• [Text segment]
— Begin —
Hi Skipp,

I can't really tell if you are agreeing or disagreeing. :>)

A good, properly tuned isolator will absorb all reflected power that is of
any consequence. In other words I don't think that you would be able to see
any reflected power on the wattmeter from the isolator. A wattmeter in line
with the load on the circulator could be compared with the reflected power
meter reading in the antenna line. Or return loss of the antenna port on the
isolator measured.

Given that there is no reflected power from the isolator there will be no
re-reflected power going back up to the antenna therefore the amount of
reflected power on the line will subtract from the power that is available
to be radiated.
Without an isolator in place most of the re-reflected power is available to
be radiated.

With a Bird inline wattmeter it will give true forward power by subtracting
reflected power from indicated forward power. It will do this regardless of
the impedance of the line it is installed in.

When connected to a transmitter without an isolator, if there is 10 watts of
reflected power and a true 100 watts of power coming out of the transmitter,
the Bird meter will read 110 watts forward and 10 watts reflected.
Subtracting the reflected from the indicated forward power gives a net of
100 watts power going to the antenna to be radiated.

This is of course less feed line losses. 
Also the small amount of re-re-reflected power from the original reflected
power (second trip for the reflected) which will probably be too small to
measure.
— End —
• [Problem a] Copy the message about reflected power word for word, from start to finish.
The message about reflected power and the records come from different sources.

• [Information shown]
— Begin —
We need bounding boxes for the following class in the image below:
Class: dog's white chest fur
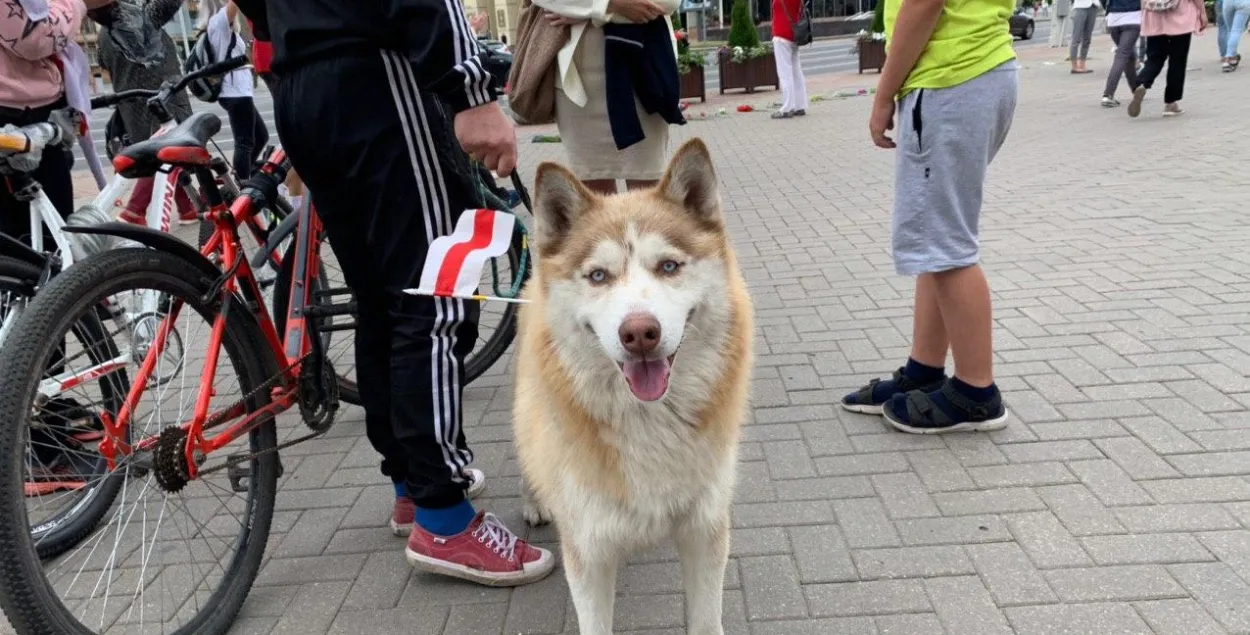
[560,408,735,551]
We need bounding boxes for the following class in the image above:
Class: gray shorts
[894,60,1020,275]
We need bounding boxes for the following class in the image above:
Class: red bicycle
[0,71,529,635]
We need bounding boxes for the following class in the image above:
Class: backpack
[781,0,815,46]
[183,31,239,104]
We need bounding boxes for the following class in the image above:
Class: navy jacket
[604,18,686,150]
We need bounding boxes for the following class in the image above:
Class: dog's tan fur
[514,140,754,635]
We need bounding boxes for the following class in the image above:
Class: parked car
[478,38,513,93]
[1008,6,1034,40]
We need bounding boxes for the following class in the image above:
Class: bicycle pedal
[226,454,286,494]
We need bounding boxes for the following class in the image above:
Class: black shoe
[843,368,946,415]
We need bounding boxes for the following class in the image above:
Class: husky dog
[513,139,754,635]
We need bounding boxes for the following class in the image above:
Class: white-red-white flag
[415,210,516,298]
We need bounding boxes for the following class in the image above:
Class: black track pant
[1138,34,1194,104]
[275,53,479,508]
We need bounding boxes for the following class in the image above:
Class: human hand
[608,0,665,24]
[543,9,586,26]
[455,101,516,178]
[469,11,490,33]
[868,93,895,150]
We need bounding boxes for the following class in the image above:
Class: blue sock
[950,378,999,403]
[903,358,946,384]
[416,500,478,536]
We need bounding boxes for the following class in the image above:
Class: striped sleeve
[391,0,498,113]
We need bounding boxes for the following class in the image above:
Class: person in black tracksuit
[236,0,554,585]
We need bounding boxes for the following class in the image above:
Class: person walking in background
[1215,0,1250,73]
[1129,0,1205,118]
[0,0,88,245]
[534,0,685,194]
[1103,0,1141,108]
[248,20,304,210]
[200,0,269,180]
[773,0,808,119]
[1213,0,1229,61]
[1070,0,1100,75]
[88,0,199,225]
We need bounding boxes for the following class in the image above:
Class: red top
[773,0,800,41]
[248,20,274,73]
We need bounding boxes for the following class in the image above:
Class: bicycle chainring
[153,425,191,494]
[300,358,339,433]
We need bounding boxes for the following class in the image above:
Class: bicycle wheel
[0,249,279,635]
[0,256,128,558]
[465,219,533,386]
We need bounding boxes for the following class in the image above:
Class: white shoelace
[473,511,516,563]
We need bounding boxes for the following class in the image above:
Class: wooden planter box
— End —
• [Problem b] Select every line of the records that contains the word "bicycle", treating uppercase and lowercase letters as different.

• [Complete output a]
Hi Skipp,

I can't really tell if you are agreeing or disagreeing. :>)

A good, properly tuned isolator will absorb all reflected power that is of
any consequence. In other words I don't think that you would be able to see
any reflected power on the wattmeter from the isolator. A wattmeter in line
with the load on the circulator could be compared with the reflected power
meter reading in the antenna line. Or return loss of the antenna port on the
isolator measured.

Given that there is no reflected power from the isolator there will be no
re-reflected power going back up to the antenna therefore the amount of
reflected power on the line will subtract from the power that is available
to be radiated.
Without an isolator in place most of the re-reflected power is available to
be radiated.

With a Bird inline wattmeter it will give true forward power by subtracting
reflected power from indicated forward power. It will do this regardless of
the impedance of the line it is installed in.

When connected to a transmitter without an isolator, if there is 10 watts of
reflected power and a true 100 watts of power coming out of the transmitter,
the Bird meter will read 110 watts forward and 10 watts reflected.
Subtracting the reflected from the indicated forward power gives a net of
100 watts power going to the antenna to be radiated.

This is of course less feed line losses. 
Also the small amount of re-re-reflected power from the original reflected
power (second trip for the reflected) which will probably be too small to
measure.

• [Complete output b]
Class: red bicycle
Class: bicycle pedal
Class: bicycle chainring
Class: bicycle wheel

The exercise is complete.